* DOCUMENT EXTRACT
Segment Open
Keep your pet cool in the summer months

All pets can succumb to heat in summer and Malta’s weather and climate, typical of the Mediterranean climate has a daily average of five to six hours sunshine in mid-winter and more than 12 hours a day in summer.  Summer starts in early June and since humidity is rather high, temperatures can feel quite uncomfortable in July and August. With global temperatures reaching record highs already,  we need to take extra precaution not to let our pets overheat!
As the temperature gradually soar, it is advised to keep our pets indoors, preferably under the fan or in a cool environment.  Don’t determine your pet’s temperature or overall health by their nose. A cool, wet nose doesn’t always mean they’re healthy. If the inside of their ears or the skin on their belly is warm to the touch, you may want to check their temperature.

Signs of Heat Stroke

Heat stroke is an emergency that requires immediate owner intervention and medical treatment. It occurs when an animal’s body temperature rises outside of a safe range. Here are some signs your pet may be suffering from heat stroke:

  1. Panting heavily
  2. Dark red gums
  3. Anxiety
  4. Dry mucus membranes (specifically the gums)
Segment Closed
* SUPPLIED DATA
Segment Open
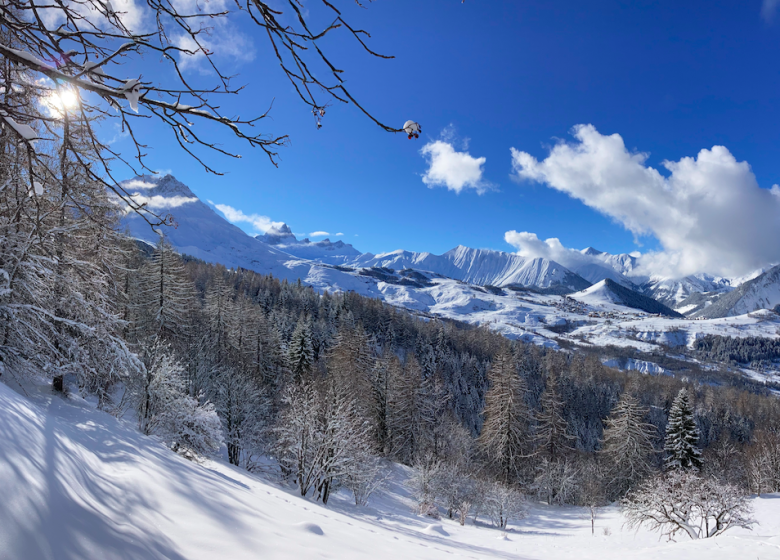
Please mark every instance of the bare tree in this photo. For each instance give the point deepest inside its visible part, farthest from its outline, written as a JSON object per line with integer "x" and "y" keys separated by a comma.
{"x": 683, "y": 502}
{"x": 74, "y": 54}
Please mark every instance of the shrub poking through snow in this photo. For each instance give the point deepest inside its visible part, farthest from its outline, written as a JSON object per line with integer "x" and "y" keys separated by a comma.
{"x": 682, "y": 502}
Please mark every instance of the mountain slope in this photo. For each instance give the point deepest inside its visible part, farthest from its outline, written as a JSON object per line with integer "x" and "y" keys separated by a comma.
{"x": 483, "y": 267}
{"x": 283, "y": 239}
{"x": 762, "y": 292}
{"x": 607, "y": 293}
{"x": 79, "y": 484}
{"x": 203, "y": 234}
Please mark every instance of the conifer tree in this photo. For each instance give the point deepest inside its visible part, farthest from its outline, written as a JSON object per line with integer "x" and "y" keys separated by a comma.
{"x": 300, "y": 355}
{"x": 627, "y": 445}
{"x": 553, "y": 440}
{"x": 165, "y": 298}
{"x": 504, "y": 438}
{"x": 682, "y": 436}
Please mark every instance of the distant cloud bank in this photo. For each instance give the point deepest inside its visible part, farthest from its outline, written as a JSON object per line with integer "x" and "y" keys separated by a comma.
{"x": 709, "y": 214}
{"x": 447, "y": 167}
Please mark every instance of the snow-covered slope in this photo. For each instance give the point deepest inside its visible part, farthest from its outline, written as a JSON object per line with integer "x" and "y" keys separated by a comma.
{"x": 483, "y": 267}
{"x": 672, "y": 292}
{"x": 762, "y": 292}
{"x": 451, "y": 286}
{"x": 79, "y": 484}
{"x": 203, "y": 234}
{"x": 608, "y": 294}
{"x": 283, "y": 239}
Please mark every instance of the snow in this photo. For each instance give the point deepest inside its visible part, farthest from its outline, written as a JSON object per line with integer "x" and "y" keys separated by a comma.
{"x": 78, "y": 483}
{"x": 24, "y": 130}
{"x": 131, "y": 89}
{"x": 598, "y": 295}
{"x": 632, "y": 364}
{"x": 450, "y": 287}
{"x": 475, "y": 266}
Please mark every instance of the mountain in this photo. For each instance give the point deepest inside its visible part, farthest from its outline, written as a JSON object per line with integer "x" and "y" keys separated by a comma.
{"x": 623, "y": 263}
{"x": 283, "y": 239}
{"x": 203, "y": 234}
{"x": 674, "y": 291}
{"x": 482, "y": 267}
{"x": 608, "y": 293}
{"x": 762, "y": 292}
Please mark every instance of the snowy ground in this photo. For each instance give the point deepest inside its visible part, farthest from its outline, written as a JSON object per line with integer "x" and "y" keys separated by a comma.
{"x": 76, "y": 483}
{"x": 538, "y": 318}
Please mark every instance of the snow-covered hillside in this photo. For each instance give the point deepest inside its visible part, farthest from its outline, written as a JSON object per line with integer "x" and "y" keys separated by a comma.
{"x": 483, "y": 267}
{"x": 465, "y": 284}
{"x": 762, "y": 292}
{"x": 608, "y": 294}
{"x": 77, "y": 483}
{"x": 283, "y": 239}
{"x": 203, "y": 234}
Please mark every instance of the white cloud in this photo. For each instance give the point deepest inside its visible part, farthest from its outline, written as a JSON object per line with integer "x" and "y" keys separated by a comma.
{"x": 530, "y": 246}
{"x": 450, "y": 168}
{"x": 768, "y": 9}
{"x": 709, "y": 214}
{"x": 224, "y": 40}
{"x": 260, "y": 223}
{"x": 158, "y": 202}
{"x": 137, "y": 184}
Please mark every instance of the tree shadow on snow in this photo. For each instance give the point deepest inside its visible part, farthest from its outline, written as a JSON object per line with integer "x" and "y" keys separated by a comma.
{"x": 61, "y": 477}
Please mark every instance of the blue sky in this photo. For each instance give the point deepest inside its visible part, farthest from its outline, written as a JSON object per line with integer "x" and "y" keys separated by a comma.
{"x": 671, "y": 78}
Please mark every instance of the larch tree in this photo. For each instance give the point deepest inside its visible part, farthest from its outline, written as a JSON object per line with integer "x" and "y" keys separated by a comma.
{"x": 682, "y": 436}
{"x": 300, "y": 354}
{"x": 627, "y": 445}
{"x": 552, "y": 438}
{"x": 504, "y": 441}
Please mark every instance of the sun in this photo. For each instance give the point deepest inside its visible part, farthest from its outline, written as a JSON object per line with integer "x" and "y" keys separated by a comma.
{"x": 67, "y": 98}
{"x": 60, "y": 101}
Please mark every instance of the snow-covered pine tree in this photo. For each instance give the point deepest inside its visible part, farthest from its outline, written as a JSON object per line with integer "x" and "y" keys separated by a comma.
{"x": 164, "y": 408}
{"x": 682, "y": 436}
{"x": 243, "y": 411}
{"x": 552, "y": 437}
{"x": 627, "y": 445}
{"x": 300, "y": 355}
{"x": 504, "y": 440}
{"x": 219, "y": 311}
{"x": 165, "y": 298}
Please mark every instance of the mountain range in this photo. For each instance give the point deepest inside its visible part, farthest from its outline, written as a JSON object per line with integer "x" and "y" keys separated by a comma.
{"x": 402, "y": 277}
Segment Closed
* ACTION ITEM
Answer these questions about the text on keeping pets cool in summer:
1. When does summer start in Malta?
2. Which two places on a pet, if warm to the touch, suggest checking its temperature?
3. What gum color is listed as a sign of heat stroke?
The lines given above the text's answers are not needed here.

* ANSWER AREA
1. Summer starts in early June.
2. The inside of the ears and the skin on the belly.
3. Dark red.